- _TEXT PROVIDED_:
Historic district in Massachusetts, United States

The Newburyport Historic District encompasses most of the historic downtown area of Newburyport, Massachusetts. It is roughly bounded by the Merrimack River, Marlboro Street, Ashland Street and High Streets. Covering some 750 acre of land and more than 2,500 contributing buildings, it includes the most populous part of the city, and a panoply of architectural styles, dating from the 17th century to the early 20th century. The district was added to the National Register of Historic Places in 1984.

==Description and history==
The city of Newburyport is located on the south bank of the Merrimack River in northeastern Massachusetts. Its downtown area is located a short way inland from the Gulf of Maine, along a stretch of the river that flows southeast toward a large harbor area. What is now a somewhat dense grid of streets extends from Ashland Street in the northwest to Marlboro Street in the southeast, bounded on the southwest by High Street, located at the crest of a low ridge that parallels the river. This basic road network dates to the 17th century. It is roughly bisected by United States Route 1, which is briefly a limited access roadway as it passes through the area. The commercial downtown area is east of US 1 and near the river, with predominantly residential areas to the west, east and south.

- _WORK REQUEST A_: Rewrite the Newburyport Historic District text starting with "Historic district in" and going on through "Places in 1984.", substituting "NRHP" for "National Register of Historic Places".
- _WORK REQUEST B_:
Answer these questions from the Newburyport Historic District text:
(i) In what year was the district added to the National Register of Historic Places?
(ii) Which highway roughly bisects the downtown street grid?
(iii) Which street is located at the crest of a low ridge that parallels the river?
- _WORK REQUEST C_: Proceed with the Newburyport Historic District text from its last sentence.

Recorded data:
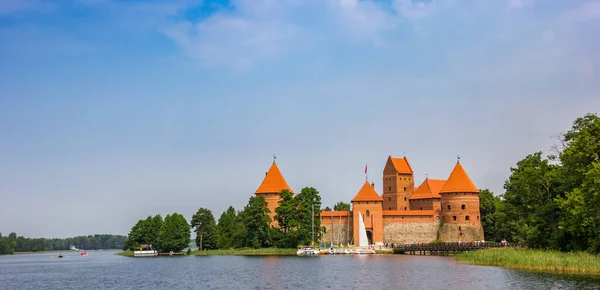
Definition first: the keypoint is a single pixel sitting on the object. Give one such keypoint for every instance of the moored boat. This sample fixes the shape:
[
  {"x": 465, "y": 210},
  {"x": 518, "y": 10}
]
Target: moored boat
[
  {"x": 145, "y": 251},
  {"x": 307, "y": 251}
]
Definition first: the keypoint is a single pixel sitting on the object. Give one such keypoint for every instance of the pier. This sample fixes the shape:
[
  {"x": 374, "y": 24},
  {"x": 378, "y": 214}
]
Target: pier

- _EXPECTED OUTPUT A_:
Historic district in Massachusetts, United States

The Newburyport Historic District encompasses most of the historic downtown area of Newburyport, Massachusetts. It is roughly bounded by the Merrimack River, Marlboro Street, Ashland Street and High Streets. Covering some 750 acre of land and more than 2,500 contributing buildings, it includes the most populous part of the city, and a panoply of architectural styles, dating from the 17th century to the early 20th century. The district was added to the NRHP in 1984.

- _EXPECTED OUTPUT B_:
(i) 1984
(ii) United States Route 1
(iii) High Street

- _EXPECTED OUTPUT C_:
The historic district is dominated by Federal period architecture in both its residential and commercial areas, owing to the city's principal period of prosperity, which came to an end with the advent of the War of 1812, which disrupted the trading activities of its seafaring merchants. It includes a number of properties previously listed on the National Register, including the former US Custom House (now a museum), the main post office, and the National Historic Landmark Caleb Cushing House. A particularly fine series of Federal mansions are to be found on High Street. It also has a substantial amount of residential architecture of the later 19th century, although this tends to be more vernacular in style, as it accompanied the rise of a lower industrial working class in the community.

The district includes works by a number of nationally significant architects, including Charles Bulfinch, Arthur Gilman and Robert Mills. Additionally, the district includes a number of works by Rufus Sargent, the leading local architect, and Timothy Palmer, a civil engineer.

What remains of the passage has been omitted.